From your MNA Allina Bargaining Team:
Today at bargaining, we asked the employer to be clear on their proposals. We focused on their proposals on floating, work agreements, layoff (and seniority as it pertains to layoffs), low need language, the Baylor Program, Unit Closure Language, and Nursing Practice, Staffing Advisory, and other committees.
We told management that they have not made a convincing case on any of their proposals. We asked them why the need for the change? Why tear down what both sides have worked on collaboratively for forty some years? Management could not answer our questions. We reminded them many of the ways nurses have worked to solve these issues including voluntary low need days, cross-training, etc. Nurses have stepped up many times before and saved millions of dollars for Allina. We asked management where the recognition for those past actions was.
Even with all the examples we provided, the employer STILL continued to repeat their need for “flexibility” and the desire to do things at “the hospital’s discretion.”
For the sixth bargaining session in a row, we demanded the employer put their proposals in writing, in a clear, concise manner and define the language they wish to delete and/or replace in our current contract. We are only asking them to do what we did in our (MNA’s) proposals so that we can be clear on their proposals. Our need for this is evident, now more than ever, as what they say at the table is not what they say in their newsletters. We pushed hard to get the layoff and low need proposals in writing today, and the employer stated it was “too cumbersome” to complete for five contracts! At points during our questioning they even suggested that language in their proposals was a mistake or a bad choice of words.
----
BRIEF A: Decide whether each statement agrees with the bargaining update. Answer yes or no for each and quote the words from the update that settle it. (i) The employer put its layoff and low need proposals in writing during this session. (ii) The bargaining team had already demanded written proposals in earlier sessions. (iii) Management answered the team's questions about why the changes were needed.
BRIEF B: Pick up the bargaining update after its final sentence and continue it.

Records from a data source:
----
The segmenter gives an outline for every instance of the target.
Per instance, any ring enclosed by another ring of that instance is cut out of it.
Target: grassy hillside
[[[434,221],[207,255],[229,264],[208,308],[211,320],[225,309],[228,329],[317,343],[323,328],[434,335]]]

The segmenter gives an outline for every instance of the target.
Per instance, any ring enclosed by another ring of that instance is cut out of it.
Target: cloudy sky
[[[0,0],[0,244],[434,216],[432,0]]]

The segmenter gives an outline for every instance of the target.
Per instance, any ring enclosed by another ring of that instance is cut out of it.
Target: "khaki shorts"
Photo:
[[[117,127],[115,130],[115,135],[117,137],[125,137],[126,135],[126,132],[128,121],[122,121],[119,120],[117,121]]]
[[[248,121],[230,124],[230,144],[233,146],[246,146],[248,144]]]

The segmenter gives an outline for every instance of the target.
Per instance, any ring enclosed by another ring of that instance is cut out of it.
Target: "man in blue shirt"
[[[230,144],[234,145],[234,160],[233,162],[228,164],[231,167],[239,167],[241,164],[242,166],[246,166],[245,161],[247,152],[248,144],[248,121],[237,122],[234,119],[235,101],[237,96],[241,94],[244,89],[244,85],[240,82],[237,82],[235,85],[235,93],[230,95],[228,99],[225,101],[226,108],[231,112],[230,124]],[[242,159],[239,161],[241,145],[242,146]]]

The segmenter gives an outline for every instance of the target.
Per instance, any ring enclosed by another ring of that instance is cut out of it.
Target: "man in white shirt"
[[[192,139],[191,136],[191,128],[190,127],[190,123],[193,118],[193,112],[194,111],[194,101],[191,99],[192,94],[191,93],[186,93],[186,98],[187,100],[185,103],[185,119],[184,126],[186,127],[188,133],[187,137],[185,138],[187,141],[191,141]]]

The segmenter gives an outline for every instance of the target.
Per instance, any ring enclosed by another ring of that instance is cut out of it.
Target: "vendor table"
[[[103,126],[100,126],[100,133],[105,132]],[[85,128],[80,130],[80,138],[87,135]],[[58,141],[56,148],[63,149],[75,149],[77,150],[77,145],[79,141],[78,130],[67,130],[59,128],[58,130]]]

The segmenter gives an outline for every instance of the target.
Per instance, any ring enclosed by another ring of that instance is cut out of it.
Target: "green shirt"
----
TASK RESULT A:
(i) No: "the employer stated it was “too cumbersome” to complete for five contracts!"
(ii) Yes: "For the sixth bargaining session in a row, we demanded the employer put their proposals in writing"
(iii) No: "Management could not answer our questions."

TASK RESULT B:
It is important to remember that we have made 17 proposals to advance our profession of nursing. Management is ignoring our proposals and continues to attempt to redirect us back to their concessions and takeaways! We demand that Allina and the other Twin Cities employers take Registered Nurses seriously and begin bargaining over what matters to us and our PATIENTS. We have done this at the negotiating table but it is imperative that we also continue this fight everyday at our facilities. This is why it is so very, very important that on May 6th and May 12th that we walk in solidarity at Informational Picketing.